--- START OF WORKING DATA ---

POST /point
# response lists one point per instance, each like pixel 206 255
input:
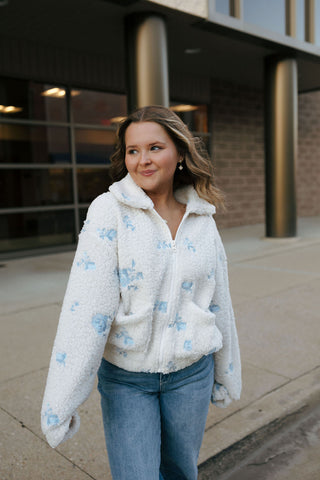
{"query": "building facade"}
pixel 244 75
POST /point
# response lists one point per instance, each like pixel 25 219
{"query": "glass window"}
pixel 23 231
pixel 35 187
pixel 99 108
pixel 26 144
pixel 92 182
pixel 222 6
pixel 195 116
pixel 94 146
pixel 269 14
pixel 317 21
pixel 30 100
pixel 300 20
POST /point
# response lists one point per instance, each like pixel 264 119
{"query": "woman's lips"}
pixel 147 173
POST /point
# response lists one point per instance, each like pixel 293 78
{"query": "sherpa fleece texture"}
pixel 142 300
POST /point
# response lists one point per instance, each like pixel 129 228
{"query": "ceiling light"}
pixel 183 108
pixel 9 109
pixel 192 51
pixel 117 119
pixel 54 92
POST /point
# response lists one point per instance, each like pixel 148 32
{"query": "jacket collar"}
pixel 129 193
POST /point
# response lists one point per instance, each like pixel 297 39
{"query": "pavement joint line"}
pixel 266 370
pixel 270 253
pixel 270 294
pixel 256 400
pixel 7 380
pixel 247 405
pixel 264 432
pixel 278 269
pixel 56 451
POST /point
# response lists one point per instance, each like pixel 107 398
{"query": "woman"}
pixel 148 301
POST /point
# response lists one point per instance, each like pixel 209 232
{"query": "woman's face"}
pixel 151 157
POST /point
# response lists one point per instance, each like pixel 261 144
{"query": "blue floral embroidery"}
pixel 160 306
pixel 171 366
pixel 211 274
pixel 163 245
pixel 52 419
pixel 213 308
pixel 109 234
pixel 128 277
pixel 86 262
pixel 189 244
pixel 121 352
pixel 178 323
pixel 84 227
pixel 127 340
pixel 128 223
pixel 101 323
pixel 61 357
pixel 73 306
pixel 187 286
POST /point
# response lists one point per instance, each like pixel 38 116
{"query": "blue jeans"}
pixel 153 422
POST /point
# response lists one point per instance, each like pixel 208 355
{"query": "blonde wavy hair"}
pixel 198 168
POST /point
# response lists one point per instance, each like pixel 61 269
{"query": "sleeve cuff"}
pixel 220 396
pixel 63 432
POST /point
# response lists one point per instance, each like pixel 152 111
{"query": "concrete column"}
pixel 281 132
pixel 147 61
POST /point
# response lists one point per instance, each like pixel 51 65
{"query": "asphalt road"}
pixel 290 450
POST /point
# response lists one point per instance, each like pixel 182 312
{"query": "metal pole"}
pixel 147 61
pixel 281 131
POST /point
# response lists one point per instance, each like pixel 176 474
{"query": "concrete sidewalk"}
pixel 275 286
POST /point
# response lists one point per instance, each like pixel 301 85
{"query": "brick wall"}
pixel 238 152
pixel 308 167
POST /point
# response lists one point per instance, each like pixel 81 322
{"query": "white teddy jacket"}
pixel 142 300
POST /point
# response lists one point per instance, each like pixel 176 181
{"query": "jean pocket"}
pixel 132 332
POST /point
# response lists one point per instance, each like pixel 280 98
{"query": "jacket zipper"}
pixel 171 313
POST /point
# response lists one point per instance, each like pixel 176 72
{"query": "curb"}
pixel 253 425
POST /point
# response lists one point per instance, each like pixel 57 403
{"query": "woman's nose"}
pixel 145 158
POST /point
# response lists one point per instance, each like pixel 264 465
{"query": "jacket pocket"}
pixel 196 332
pixel 132 332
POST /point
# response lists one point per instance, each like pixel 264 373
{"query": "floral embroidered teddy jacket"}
pixel 143 300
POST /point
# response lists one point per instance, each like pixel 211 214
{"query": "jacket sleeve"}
pixel 88 309
pixel 227 366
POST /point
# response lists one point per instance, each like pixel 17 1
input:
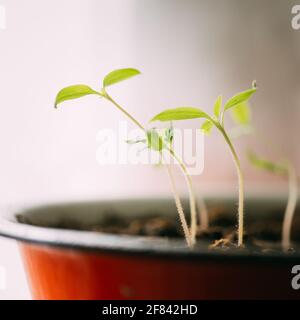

--- END OF WORKING DATA ---

_STATED GOAL_:
Report every line of the listing that contains the word "sleeve", copying each of those lines in full.

_OUTPUT FOR THIS EXERCISE_:
{"query": "sleeve cuff"}
{"query": "jacket sleeve"}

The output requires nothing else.